Nada obstante o evidente intento constitucional de igualdade e equilíbrio entre os gêneros (CF, artigo 5º, I), lamenta-se que o Congresso Nacional conte com tão poucas mulheres. Dos 513 deputados federais atuais, as mulheres são apenas 77, ou 15% do total. O Censo de 2010 indica que elas representam 51,03% do povo brasileiro[1]. Já por esse dado, mostra-se evidente que a Câmara dos Deputados não espelha uma tradução direta da nossa sociedade. É enorme o fosso de representação, que, considerados os objetivos e as garantias constitucionais (CF, artigos 1º, I e 3º, III e IV), é dever do sistema jurídico eliminar.

No cenário global, nesse quesito, a posição do Brasil é vexatória. Na classificação internacional de participação de mulheres no parlamento, estamos na 133ª colocação[2]. A Argentina, que ocupa o 18º lugar nesse ranking, no último dia 8 de março elevou a cota de participação feminina naquele país para 50%[3]. Estamos longe disso.

Para mudar esse quadro, há de se mencionar os esforços legislativos envidados a partir da Lei 9.504/96, que fixou a reserva de candidaturas à proporção de 30% para cada sexo (artigo 10, parágrafo 3º). Esforços que foram somados à interpretação dada pelo Supremo Tribunal Federal a essa cláusula, no recente julgamento da ADI 5.617/DF. Nele, entre outras determinações, ficou expresso o comando de “equiparar o patamar legal mínimo de candidaturas femininas (hoje o do art. 10, § 3º, da Lei 9.504/1997, isto é, ao menos 30% de cidadãs), ao mínimo de recursos do Fundo Partidário a lhes serem destinados, que deve ser interpretado como também de 30% do montante do fundo alocado a cada partido, para eleições majoritárias e proporcionais”. Também o de “(b) fixar que, havendo percentual mais elevado de candidaturas femininas, o mínimo de recursos globais do partido destinados a campanhas lhes seja alocado na mesma proporção”.

######

• [Instrução 1]:
Por favor, reescreva o trecho sobre mulheres no Congresso de "No cenário global, nesse" até "Estamos longe disso.", inclusive, trocando "Argentina" por "Bolívia".
• [Instrução 2]:
Responda com base no trecho sobre mulheres no Congresso:
(a) Quantas mulheres há entre os 513 deputados federais atuais?
(b) Em que colocação o Brasil aparece na classificação internacional de participação de mulheres no parlamento?
(c) Qual lei fixou a reserva de candidaturas à proporção de 30% para cada sexo?

• [Entradas de um conjunto de dados]:
######

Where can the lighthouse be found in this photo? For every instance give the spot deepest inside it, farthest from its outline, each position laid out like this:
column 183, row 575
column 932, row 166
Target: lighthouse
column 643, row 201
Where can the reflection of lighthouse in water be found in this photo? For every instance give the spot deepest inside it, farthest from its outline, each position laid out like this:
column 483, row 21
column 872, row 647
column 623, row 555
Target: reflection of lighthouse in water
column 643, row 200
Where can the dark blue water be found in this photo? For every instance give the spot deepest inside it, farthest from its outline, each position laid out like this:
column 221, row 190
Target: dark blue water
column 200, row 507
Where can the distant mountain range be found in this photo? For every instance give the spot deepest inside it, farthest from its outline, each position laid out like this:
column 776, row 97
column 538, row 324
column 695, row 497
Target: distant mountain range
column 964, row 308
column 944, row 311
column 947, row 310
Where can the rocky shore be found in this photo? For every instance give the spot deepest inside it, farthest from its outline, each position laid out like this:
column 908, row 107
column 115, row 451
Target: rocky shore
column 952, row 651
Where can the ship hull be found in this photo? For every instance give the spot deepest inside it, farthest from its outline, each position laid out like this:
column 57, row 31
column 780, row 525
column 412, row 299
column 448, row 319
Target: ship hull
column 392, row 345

######

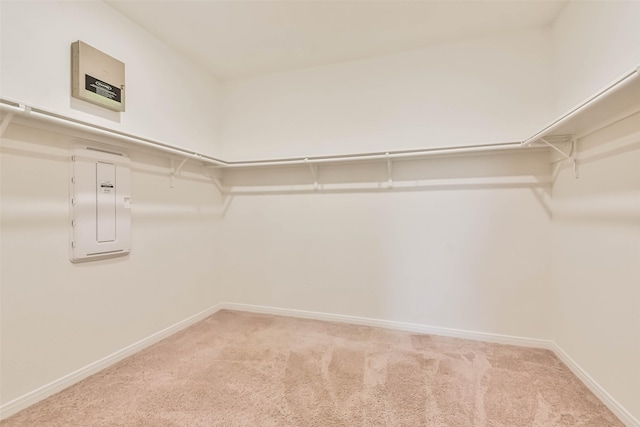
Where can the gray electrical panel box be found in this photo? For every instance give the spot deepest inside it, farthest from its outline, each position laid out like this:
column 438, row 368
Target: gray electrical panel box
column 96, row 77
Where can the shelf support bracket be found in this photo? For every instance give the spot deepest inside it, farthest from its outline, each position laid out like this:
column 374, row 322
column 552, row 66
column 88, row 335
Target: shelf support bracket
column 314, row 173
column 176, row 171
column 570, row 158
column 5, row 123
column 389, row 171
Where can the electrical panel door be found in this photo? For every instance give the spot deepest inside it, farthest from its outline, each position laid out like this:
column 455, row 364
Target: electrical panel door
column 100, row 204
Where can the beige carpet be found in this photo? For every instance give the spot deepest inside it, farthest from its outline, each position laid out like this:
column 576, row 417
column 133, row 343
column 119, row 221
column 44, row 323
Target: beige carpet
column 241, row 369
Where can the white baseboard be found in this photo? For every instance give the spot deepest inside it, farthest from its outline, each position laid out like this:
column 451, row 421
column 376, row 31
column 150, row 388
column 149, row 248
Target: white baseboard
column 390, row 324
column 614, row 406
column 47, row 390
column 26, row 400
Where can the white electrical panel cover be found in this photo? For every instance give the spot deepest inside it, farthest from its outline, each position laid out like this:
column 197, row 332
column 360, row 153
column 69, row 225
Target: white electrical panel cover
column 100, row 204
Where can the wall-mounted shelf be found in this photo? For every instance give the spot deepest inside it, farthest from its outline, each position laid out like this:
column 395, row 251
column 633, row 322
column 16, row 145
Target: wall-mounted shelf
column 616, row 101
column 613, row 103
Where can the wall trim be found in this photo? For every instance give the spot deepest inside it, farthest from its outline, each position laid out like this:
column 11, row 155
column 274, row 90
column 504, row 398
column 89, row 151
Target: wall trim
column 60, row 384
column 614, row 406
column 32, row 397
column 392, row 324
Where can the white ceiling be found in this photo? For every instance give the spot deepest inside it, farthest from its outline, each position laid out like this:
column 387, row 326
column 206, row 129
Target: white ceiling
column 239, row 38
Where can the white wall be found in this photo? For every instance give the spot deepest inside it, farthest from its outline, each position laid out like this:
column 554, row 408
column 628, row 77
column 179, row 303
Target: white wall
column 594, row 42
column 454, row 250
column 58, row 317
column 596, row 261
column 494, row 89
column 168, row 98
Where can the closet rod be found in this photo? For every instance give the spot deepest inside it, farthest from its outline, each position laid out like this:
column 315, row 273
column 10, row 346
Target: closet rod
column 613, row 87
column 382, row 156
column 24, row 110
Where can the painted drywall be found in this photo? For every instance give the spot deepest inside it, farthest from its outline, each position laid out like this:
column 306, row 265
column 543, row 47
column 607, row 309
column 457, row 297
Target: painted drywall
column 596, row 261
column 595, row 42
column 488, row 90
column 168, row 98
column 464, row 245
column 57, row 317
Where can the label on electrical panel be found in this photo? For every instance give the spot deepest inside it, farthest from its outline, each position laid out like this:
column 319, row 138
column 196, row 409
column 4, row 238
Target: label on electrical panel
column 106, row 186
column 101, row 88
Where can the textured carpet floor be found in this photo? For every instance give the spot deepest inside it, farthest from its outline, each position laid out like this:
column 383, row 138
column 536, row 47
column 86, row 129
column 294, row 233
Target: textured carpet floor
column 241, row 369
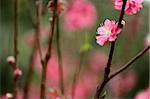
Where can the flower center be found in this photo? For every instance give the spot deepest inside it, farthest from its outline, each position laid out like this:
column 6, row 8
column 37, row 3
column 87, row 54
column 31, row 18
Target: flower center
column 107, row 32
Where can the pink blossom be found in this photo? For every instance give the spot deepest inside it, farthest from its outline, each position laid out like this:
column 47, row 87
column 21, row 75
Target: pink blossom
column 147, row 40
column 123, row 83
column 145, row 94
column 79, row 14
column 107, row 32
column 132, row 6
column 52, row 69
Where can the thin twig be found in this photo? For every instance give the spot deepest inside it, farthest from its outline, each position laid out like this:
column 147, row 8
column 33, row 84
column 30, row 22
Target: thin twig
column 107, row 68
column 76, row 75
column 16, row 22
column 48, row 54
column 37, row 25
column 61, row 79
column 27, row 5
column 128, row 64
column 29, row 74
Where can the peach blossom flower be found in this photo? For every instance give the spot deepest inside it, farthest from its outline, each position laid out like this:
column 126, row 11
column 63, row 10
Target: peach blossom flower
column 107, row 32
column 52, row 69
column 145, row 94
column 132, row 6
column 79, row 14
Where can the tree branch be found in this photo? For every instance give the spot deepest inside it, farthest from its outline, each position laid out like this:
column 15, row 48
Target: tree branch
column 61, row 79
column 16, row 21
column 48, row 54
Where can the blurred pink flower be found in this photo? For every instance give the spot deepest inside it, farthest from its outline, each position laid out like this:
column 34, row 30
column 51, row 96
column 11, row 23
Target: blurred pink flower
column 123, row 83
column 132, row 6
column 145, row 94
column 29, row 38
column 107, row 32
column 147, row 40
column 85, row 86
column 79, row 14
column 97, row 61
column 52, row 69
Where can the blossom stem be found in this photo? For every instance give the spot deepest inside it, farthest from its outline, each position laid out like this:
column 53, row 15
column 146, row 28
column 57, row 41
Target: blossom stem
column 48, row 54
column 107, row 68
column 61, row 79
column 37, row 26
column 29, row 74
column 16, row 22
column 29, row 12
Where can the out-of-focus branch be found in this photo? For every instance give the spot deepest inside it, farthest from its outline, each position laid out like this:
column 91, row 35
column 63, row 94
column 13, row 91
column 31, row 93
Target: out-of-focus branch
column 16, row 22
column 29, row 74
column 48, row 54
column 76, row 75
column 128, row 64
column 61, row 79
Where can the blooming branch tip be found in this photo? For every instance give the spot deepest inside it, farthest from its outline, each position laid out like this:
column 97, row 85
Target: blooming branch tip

######

• [Solução 1]:
No cenário global, nesse quesito, a posição do Brasil é vexatória. Na classificação internacional de participação de mulheres no parlamento, estamos na 133ª colocação[2]. A Bolívia, que ocupa o 18º lugar nesse ranking, no último dia 8 de março elevou a cota de participação feminina naquele país para 50%[3]. Estamos longe disso.

• [Solução 2]:
(a) 77.
(b) Na 133ª colocação.
(c) A Lei 9.504/96.